**Exercise task**
Please quote the material below word for word, every line of it, and leave the pictures out of your answer.

────────────────────

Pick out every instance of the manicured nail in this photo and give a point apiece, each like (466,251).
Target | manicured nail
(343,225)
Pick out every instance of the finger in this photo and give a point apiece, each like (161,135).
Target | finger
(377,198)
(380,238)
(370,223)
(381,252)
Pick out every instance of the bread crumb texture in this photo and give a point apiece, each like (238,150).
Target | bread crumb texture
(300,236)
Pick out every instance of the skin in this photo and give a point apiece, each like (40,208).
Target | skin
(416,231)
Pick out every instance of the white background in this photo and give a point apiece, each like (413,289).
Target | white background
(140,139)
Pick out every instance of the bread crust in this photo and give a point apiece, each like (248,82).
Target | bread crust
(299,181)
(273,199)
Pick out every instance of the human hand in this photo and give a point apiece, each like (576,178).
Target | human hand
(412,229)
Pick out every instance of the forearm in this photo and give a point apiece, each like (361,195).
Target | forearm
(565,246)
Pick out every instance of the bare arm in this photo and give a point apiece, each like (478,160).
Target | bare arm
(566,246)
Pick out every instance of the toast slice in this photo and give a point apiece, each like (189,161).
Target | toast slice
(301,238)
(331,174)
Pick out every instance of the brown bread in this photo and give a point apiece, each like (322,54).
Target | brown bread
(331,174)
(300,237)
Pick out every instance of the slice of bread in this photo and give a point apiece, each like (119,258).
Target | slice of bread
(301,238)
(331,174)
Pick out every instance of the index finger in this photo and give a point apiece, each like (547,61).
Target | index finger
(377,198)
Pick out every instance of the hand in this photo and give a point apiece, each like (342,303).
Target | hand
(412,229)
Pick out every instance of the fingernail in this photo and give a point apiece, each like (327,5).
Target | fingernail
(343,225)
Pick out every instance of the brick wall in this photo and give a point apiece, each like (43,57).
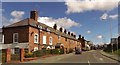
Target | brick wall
(22,34)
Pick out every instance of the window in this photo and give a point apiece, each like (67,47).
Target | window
(17,50)
(44,39)
(1,38)
(36,38)
(59,37)
(65,39)
(50,40)
(15,37)
(35,48)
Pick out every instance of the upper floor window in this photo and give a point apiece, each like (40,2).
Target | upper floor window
(15,37)
(44,39)
(50,40)
(36,38)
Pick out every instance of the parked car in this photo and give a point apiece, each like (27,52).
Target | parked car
(78,51)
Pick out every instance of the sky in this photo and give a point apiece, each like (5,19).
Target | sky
(89,18)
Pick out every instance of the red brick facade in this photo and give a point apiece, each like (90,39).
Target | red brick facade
(26,34)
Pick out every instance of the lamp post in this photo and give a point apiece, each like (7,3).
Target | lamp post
(111,36)
(110,24)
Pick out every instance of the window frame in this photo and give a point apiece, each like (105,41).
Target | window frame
(50,40)
(15,38)
(36,38)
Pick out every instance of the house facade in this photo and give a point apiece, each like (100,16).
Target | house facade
(33,35)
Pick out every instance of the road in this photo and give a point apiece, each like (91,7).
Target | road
(88,57)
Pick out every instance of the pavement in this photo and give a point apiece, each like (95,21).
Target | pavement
(89,57)
(112,56)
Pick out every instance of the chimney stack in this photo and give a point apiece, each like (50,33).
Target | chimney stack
(55,26)
(34,15)
(74,36)
(82,37)
(71,34)
(61,29)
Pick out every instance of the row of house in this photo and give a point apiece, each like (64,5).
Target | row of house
(33,35)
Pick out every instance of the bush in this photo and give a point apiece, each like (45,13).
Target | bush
(3,57)
(28,55)
(70,50)
(37,53)
(15,57)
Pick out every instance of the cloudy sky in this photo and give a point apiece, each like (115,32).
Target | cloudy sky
(89,18)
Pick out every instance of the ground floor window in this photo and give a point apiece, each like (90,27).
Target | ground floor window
(17,50)
(35,48)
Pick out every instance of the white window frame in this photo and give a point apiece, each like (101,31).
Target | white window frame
(36,38)
(50,40)
(44,39)
(14,38)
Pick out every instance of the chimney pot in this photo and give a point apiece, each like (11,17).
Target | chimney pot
(34,15)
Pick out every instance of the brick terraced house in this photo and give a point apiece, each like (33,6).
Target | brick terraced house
(33,35)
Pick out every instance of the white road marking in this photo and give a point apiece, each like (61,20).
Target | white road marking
(101,59)
(89,62)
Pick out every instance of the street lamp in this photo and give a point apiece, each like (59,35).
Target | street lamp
(111,35)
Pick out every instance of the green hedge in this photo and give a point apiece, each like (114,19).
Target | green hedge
(15,57)
(28,55)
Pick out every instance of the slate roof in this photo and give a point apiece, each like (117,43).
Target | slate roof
(32,22)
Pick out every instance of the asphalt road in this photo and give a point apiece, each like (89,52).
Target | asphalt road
(88,57)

────────────────────

**Written response**
Pick out every instance of the manicured nail in this photo and give a point apiece, each like (466,251).
Target | manicured nail
(343,225)
Pick out every instance of the finger in this photo and give a point apiece, each like (161,135).
Target | finger
(377,198)
(380,238)
(370,223)
(381,252)
Pick out every instance of the bread crumb texture in this photo and give a point apiece, each like (238,150).
Target | bread crumb texture
(300,236)
Pick out every instance of the skin in this photo and give a point apiece, each like (40,208).
Target | skin
(416,231)
Pick out every instance of the white background in this photo and give a point apiece, each like (413,289).
Target | white background
(140,139)
Pick out every instance of the bread crust in this photo and give a point apiece, each like (248,82).
Target | bread crust
(299,181)
(273,199)
Pick out every instance of the human hand in this photo and give a point apiece, each like (576,178).
Target | human hand
(412,229)
Pick out every instance of the forearm in this photo and give a point apiece, each like (361,195).
Target | forearm
(565,246)
Pick out every instance of the bare arm in this photo and give a point apiece, each like (478,160).
Target | bare arm
(566,246)
Pick out every instance of the toast slice in this photo and give a point apiece, each like (189,161).
Target | toast slice
(301,238)
(331,174)
Pick out every instance of the brown bread in this photo and give a point apiece, each like (322,54).
Target | brown bread
(331,174)
(300,237)
Pick out every instance of the slice of bread in this photo and give a point apiece, each like (119,258).
Target | slice of bread
(301,238)
(331,174)
Pick out every instance of the index finger in this photo and give a point apiece, each like (547,61).
Target | index finger
(377,198)
Pick out every instance of the hand in this photo and give a point apiece, each like (342,303).
Target | hand
(412,229)
Pick out every instance of the fingernail in this photo and give a point apiece, each like (327,5).
Target | fingernail
(343,225)
Pick out every instance of the brick wall in this photo and give a point apiece, each like (43,57).
Target | brick wall
(22,34)
Pick out every instance of the window in this photo and give a point apiece, each like (67,47).
Target | window
(17,50)
(44,39)
(1,38)
(36,38)
(59,37)
(65,39)
(50,40)
(15,37)
(35,48)
Pick out every instance of the upper floor window in this photo and give a point apiece, each like (40,2).
Target | upper floor window
(15,37)
(44,39)
(50,40)
(36,38)
Pick out every instance of the parked car in this photo and give a point apiece, each like (27,52).
Target | parked car
(78,51)
Pick out every instance of the sky in this photo and give a point apiece, each like (5,19).
Target | sky
(89,18)
Pick out every instance of the red brick facade in this photo and give a point apiece, each like (90,39).
Target | red brick facade
(26,34)
Pick out every instance of the lamp post in this photo and give a point apiece, each like (7,3).
Target | lamp post
(111,36)
(110,24)
Pick out every instance of the window frame in this photo and give a point apiece, each like (105,41).
Target | window frame
(50,40)
(15,38)
(36,38)
Pick out every instance of the house facade in this photo and give a point apiece, each like (100,16).
Target | house facade
(33,35)
Pick out every instance of the road in this photo and give a point apiece, each like (91,7).
Target | road
(88,57)
Pick out every instance of the pavement in this photo and give a point apiece, each like (95,21).
Target | pavement
(89,57)
(112,56)
Pick out every instance of the chimney stack in this photo and give a point apiece, each like (50,33).
Target | chimney stack
(55,26)
(34,15)
(74,36)
(82,37)
(71,34)
(61,29)
Pick out every instance of the row of house in this photo and give a point apiece, each like (64,5).
Target | row of house
(33,35)
Pick out every instance of the bush in this photo and give a point apiece, each like (45,13).
Target | bush
(3,57)
(28,55)
(70,50)
(37,53)
(15,57)
Pick out every instance of the cloudy sky in this photo and give a point apiece, each like (115,32).
Target | cloudy sky
(89,18)
Pick out every instance of the ground floor window in this photo and give a point apiece, each like (90,27).
Target | ground floor window
(17,50)
(35,48)
Pick out every instance of the white window frame in this photo and give a point apiece, each like (101,31).
Target | white window frame
(36,38)
(50,40)
(44,39)
(14,38)
Pick out every instance of the chimney pot in this photo and give a point apiece, each like (11,17).
Target | chimney pot
(34,15)
Pick out every instance of the brick terraced house in this photo and give a point apiece, each like (33,6).
Target | brick terraced house
(33,35)
Pick out every instance of the white road marking in this photo and give a point apiece, each like (61,20).
Target | white road marking
(101,59)
(89,62)
Pick out every instance of the street lamp in this photo and give a point apiece, each like (59,35).
Target | street lamp
(111,35)
Pick out every instance of the green hedge in this photo and give a point apiece, each like (114,19).
Target | green hedge
(15,57)
(28,55)
Pick out every instance of the slate roof in this photo and give a point apiece, each like (117,43).
Target | slate roof
(32,22)
Pick out every instance of the asphalt road in this photo and give a point apiece, each like (89,52).
Target | asphalt road
(88,57)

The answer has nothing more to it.